▸ Consigne
Répondez aux questions suivantes à partir du document source sur Clovis.
(a) Jusqu'en quelle année Clovis mène-t-il sa politique de conquête au sud de la Loire ?
(b) Quel rôle les évêques jouaient-ils souvent ?
(c) Dans quelle ville et en quelle année Clovis organise-t-il un concile ?

▸ Document source
Après son avènement, Clovis unifie les peuples francs sous son autorité et mène jusqu’en 508 une politique de conquête au sud de la Loire, au détriment des Wisigoths, et sur la vallée du Rhône, contre les Burgondes, avec cette fois moins de succès. Sa conversion au christianisme, question de la sincérité mise à part, pouvait lui apporter des bénéfices politiques : une légitimation de ses guerres, menées comme protecteur de l’Église contre les hérétiques ariens, et une assise plus forte aux conquêtes grâce au soutien des évêques, qui jouaient souvent le rôle d’administrateur civil. Clovis, comme dirigeant chrétien, dispose d’une légitimité bien plus forte que celle, plus fragile, de simple chef franc païen. Il peut prétendre plus légitimement, aux yeux de l’épiscopat, à se faire obéir et à lever l’impôt sur les populations chrétiennes, parce que tout pouvoir tient de Dieu. La conversion des élites franques, à la suite de celle de leur roi, permettait en outre les mariages avec les familles de l’élite gallo-romaine, et l’ouverture de carrières ecclésiales à des Francs. Apothéose de cet élan, Clovis organise un concile à Orléans en 511 rassemblant tous les évêque de la Gaule, et montre par là l’étendue de son règne.

▸ Données fournies
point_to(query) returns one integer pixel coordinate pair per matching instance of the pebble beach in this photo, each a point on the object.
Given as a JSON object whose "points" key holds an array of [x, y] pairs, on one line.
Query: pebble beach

▸ Résultat attendu
(a) Jusqu'en 508.
(b) Ils jouaient souvent le rôle d'administrateur civil.
(c) À Orléans, en 511.